**EXTRACTED MATERIAL**
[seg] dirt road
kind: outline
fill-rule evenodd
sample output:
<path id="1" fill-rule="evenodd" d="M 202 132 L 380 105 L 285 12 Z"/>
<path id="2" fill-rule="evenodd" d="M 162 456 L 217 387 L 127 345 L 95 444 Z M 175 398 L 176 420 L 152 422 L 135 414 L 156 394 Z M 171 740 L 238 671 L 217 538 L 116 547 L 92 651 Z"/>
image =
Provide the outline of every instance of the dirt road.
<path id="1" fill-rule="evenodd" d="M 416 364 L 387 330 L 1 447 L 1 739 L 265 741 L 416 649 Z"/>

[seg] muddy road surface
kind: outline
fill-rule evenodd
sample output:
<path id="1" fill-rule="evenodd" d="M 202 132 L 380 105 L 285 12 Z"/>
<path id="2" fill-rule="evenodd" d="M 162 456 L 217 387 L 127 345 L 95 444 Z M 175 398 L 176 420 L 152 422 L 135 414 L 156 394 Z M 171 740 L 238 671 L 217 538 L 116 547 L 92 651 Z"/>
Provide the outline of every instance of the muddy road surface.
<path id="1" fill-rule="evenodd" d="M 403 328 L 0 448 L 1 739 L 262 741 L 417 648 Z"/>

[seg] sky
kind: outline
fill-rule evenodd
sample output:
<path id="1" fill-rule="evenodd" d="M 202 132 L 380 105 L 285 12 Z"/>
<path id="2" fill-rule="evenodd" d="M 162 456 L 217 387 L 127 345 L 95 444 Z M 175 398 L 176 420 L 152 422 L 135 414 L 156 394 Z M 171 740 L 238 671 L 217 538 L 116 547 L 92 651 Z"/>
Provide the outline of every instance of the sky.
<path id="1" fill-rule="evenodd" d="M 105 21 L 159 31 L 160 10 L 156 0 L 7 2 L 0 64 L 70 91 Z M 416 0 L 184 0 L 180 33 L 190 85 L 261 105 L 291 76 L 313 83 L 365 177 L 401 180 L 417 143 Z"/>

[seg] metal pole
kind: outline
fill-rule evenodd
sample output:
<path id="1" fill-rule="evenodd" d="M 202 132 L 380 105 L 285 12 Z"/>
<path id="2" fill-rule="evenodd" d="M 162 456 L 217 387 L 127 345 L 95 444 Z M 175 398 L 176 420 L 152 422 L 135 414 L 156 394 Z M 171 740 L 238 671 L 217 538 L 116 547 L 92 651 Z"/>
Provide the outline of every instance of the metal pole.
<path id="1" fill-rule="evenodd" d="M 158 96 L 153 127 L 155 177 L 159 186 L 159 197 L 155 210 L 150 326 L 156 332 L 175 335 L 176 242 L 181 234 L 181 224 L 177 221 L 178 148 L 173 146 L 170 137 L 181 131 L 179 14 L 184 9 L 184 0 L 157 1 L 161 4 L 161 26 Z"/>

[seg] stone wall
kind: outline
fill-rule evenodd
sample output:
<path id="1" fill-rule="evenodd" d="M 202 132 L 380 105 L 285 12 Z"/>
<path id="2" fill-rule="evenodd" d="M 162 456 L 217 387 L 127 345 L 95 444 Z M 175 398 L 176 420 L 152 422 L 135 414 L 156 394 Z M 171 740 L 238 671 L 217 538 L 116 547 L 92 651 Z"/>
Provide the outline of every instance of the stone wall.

**THE REQUEST**
Write out the listing above again, changing each "sample output" to "reference output" and leaving everything else as it is.

**REPLY TO THE TASK**
[seg] dirt road
kind: outline
fill-rule evenodd
reference output:
<path id="1" fill-rule="evenodd" d="M 202 132 L 380 105 L 285 12 Z"/>
<path id="2" fill-rule="evenodd" d="M 162 456 L 217 387 L 127 345 L 95 444 Z M 175 398 L 176 420 L 152 422 L 135 414 L 156 394 Z M 171 740 L 238 671 L 217 538 L 116 547 L 92 651 Z"/>
image =
Provide the outline of every instance of the dirt road.
<path id="1" fill-rule="evenodd" d="M 416 364 L 387 330 L 1 447 L 1 739 L 265 741 L 416 649 Z"/>

[seg] muddy road surface
kind: outline
fill-rule evenodd
reference output:
<path id="1" fill-rule="evenodd" d="M 202 132 L 380 105 L 285 12 Z"/>
<path id="2" fill-rule="evenodd" d="M 162 456 L 217 387 L 127 345 L 95 444 Z M 175 398 L 176 420 L 152 422 L 135 414 L 156 394 Z M 171 740 L 238 671 L 217 538 L 116 547 L 92 651 Z"/>
Provide the outline of every instance of the muddy road surface.
<path id="1" fill-rule="evenodd" d="M 403 328 L 0 448 L 1 739 L 262 741 L 417 648 Z"/>

[seg] sky
kind: outline
fill-rule evenodd
reference output:
<path id="1" fill-rule="evenodd" d="M 202 132 L 380 105 L 285 12 Z"/>
<path id="2" fill-rule="evenodd" d="M 162 456 L 217 387 L 127 345 L 95 444 Z M 175 398 L 176 420 L 152 422 L 135 414 L 156 394 Z M 171 740 L 238 671 L 217 538 L 116 547 L 92 651 Z"/>
Provide the outline of every instance of the sky.
<path id="1" fill-rule="evenodd" d="M 105 21 L 159 31 L 160 10 L 156 0 L 7 2 L 0 64 L 70 91 Z M 416 0 L 184 0 L 180 33 L 190 85 L 261 105 L 291 76 L 313 83 L 365 177 L 401 180 L 417 143 Z"/>

[seg] metal pole
kind: outline
fill-rule evenodd
reference output:
<path id="1" fill-rule="evenodd" d="M 202 132 L 380 105 L 285 12 Z"/>
<path id="2" fill-rule="evenodd" d="M 162 456 L 217 387 L 127 345 L 95 444 Z M 175 398 L 176 420 L 152 422 L 135 414 L 156 394 Z M 171 740 L 238 671 L 217 538 L 116 547 L 92 651 Z"/>
Provide the outline of every instance of the metal pole.
<path id="1" fill-rule="evenodd" d="M 158 96 L 153 127 L 155 177 L 159 186 L 159 197 L 155 210 L 150 326 L 156 332 L 175 335 L 176 242 L 181 234 L 181 224 L 177 221 L 178 148 L 173 146 L 170 137 L 181 131 L 179 14 L 184 9 L 184 0 L 157 1 L 161 4 L 161 26 Z"/>

[seg] stone wall
kind: outline
fill-rule evenodd
reference output:
<path id="1" fill-rule="evenodd" d="M 202 132 L 380 105 L 285 12 Z"/>
<path id="2" fill-rule="evenodd" d="M 162 456 L 217 387 L 127 345 L 95 444 Z M 175 398 L 176 420 L 152 422 L 135 414 L 156 394 Z M 171 740 L 238 671 L 217 538 L 116 547 L 92 651 Z"/>
Provide the outline of every instance of the stone wall.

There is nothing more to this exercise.